**WHAT IS ASKED:**
• 1. From the passage on Islamic financial institutions since 2010, return the portion starting at "Local banks that" and ending at "offering the services.", copied word for word.
• 2. For each statement below, say yes or no depending on whether the passage on Islamic financial institutions since 2010 agrees with it, and quote the words from the passage that decide it.
(a) Islamic banks are gradually gaining market share in Malaysia.
(b) This phase is expected to bring a very significant jump in market share for Islamic financial institutions.
(c) Local banks without Islamic products will see their market shares grow.
• 3. Answer these questions using the passage on Islamic financial institutions since 2010:
(a) Which customer segment, if appealed to alone, would leave Islamic financial institutions with a very limited market?
(b) What must Islamic banking windows or subsidiaries do to continue to do well?
(c) Which technology solutions does the passage name?

Appealing to all with competitive products – 2010 onwards
More recently, IFIs have realised that appealing just to the Shari’ah sensitive customer segment will result in a very limited market. To expand the pie, IFIs needed to look farther afield to all customers of financial service. IFIs must appeal to them with equivalent services at equal costs to conventional financial institutions that have relatively price elastic customers unwilling to accept higher costs for what they consider to be equivalent products.
This phase is likely to enable IFIs to grab a bigger slice of the financial services pie by appealing to floaters, but it is not likely to yield a very significant jump in market share. In these instances, multinational and regional banks with a strong product offering and strong brand loyalty will continue to command an ever-increasing share of the customer’s pocket. Islamic banking windows or subsidiaries will continue to do well if they can scale their offerings and reduce overheads.
On the other hand, standalone Islamic banks and Shari’ah-compliant windows or subsidiaries of conventional banks that have developed a full product suite and a highly competitive offering will now be able to compete on a level playing field with other banks and in many instances win over customers. In many mature markets such as UAE, Bahrain, Malaysia, Kuwait and Saudi Arabia, this is where Islamic banks are gradually gaining market share.
Local banks that don’t have Islamic products will continue to see their market shares decline, and Islamic banks will be the beneficiary, but only up to a certain level as there will always be a user base for conventional products so long as there is a part of the population that is secular in character or agnostic to the type of bank that is offering the services.
The success of Islamic banks in this phase is based on an assumption that they can compete head-to-head on technology solutions (branchless banking, online) product breadth and depth (wealth, trade and financial markets) and institutionalisation of quality service.

**RAW DATA:**
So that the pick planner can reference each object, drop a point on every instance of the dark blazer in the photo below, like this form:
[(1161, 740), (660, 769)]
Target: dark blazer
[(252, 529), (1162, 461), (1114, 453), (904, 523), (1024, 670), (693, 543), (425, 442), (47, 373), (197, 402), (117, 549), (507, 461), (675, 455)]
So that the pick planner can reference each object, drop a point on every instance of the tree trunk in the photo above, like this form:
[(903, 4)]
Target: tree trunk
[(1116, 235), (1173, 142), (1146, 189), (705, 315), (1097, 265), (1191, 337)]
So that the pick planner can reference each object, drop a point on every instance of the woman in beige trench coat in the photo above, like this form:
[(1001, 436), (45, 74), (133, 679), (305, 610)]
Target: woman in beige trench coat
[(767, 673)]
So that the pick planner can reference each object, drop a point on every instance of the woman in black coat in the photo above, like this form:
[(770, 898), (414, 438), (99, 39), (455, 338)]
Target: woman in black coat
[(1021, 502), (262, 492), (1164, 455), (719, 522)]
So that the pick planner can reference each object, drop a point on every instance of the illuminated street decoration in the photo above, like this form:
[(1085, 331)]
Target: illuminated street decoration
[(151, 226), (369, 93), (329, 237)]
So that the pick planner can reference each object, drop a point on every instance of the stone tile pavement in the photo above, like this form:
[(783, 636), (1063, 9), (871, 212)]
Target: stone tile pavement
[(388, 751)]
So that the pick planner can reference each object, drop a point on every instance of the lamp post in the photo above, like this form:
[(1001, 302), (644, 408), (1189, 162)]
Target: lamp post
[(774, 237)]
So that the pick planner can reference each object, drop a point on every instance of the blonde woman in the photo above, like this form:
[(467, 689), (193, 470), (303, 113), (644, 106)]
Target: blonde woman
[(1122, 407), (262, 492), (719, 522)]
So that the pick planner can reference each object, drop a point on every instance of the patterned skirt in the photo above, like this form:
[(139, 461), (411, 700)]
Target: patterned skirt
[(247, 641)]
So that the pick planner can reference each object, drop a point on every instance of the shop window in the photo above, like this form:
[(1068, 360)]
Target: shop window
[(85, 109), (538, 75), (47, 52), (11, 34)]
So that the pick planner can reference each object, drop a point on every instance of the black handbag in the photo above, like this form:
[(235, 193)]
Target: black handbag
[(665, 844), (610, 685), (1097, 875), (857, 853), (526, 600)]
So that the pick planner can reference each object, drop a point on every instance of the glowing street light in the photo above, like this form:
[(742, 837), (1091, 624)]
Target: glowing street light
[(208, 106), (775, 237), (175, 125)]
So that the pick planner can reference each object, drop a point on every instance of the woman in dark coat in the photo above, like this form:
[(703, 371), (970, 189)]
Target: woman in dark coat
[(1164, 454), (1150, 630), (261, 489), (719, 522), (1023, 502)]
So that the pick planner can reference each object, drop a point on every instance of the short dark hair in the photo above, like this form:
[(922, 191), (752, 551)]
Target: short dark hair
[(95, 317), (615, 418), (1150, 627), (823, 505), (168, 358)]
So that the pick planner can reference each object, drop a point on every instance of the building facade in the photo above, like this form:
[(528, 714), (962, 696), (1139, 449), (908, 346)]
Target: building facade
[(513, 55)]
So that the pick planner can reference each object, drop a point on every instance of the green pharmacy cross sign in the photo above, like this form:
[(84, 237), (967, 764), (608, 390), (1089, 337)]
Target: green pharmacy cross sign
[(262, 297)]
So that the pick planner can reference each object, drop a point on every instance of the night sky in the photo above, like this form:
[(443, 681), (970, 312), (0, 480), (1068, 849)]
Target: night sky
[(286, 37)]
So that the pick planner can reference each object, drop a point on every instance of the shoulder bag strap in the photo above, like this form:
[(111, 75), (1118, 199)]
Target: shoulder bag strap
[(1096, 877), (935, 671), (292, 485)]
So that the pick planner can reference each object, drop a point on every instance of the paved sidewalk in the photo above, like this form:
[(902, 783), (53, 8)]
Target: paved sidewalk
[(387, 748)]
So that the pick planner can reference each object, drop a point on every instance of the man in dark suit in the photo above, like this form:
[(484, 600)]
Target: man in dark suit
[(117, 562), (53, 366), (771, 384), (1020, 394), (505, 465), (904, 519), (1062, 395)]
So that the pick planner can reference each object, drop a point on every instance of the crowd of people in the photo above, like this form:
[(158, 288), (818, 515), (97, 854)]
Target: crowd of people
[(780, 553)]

**WORKED SOLUTIONS:**
• 1.
Local banks that don’t have Islamic products will continue to see their market shares decline, and Islamic banks will be the beneficiary, but only up to a certain level as there will always be a user base for conventional products so long as there is a part of the population that is secular in character or agnostic to the type of bank that is offering the services.

• 2.
(a) Yes: "In many mature markets such as UAE, Bahrain, Malaysia, Kuwait and Saudi Arabia, this is where Islamic banks are gradually gaining market share."
(b) No: "it is not likely to yield a very significant jump in market share."
(c) No: "Local banks that don’t have Islamic products will continue to see their market shares decline"

• 3.
(a) The Shari’ah sensitive customer segment.
(b) Scale their offerings and reduce overheads.
(c) Branchless banking and online.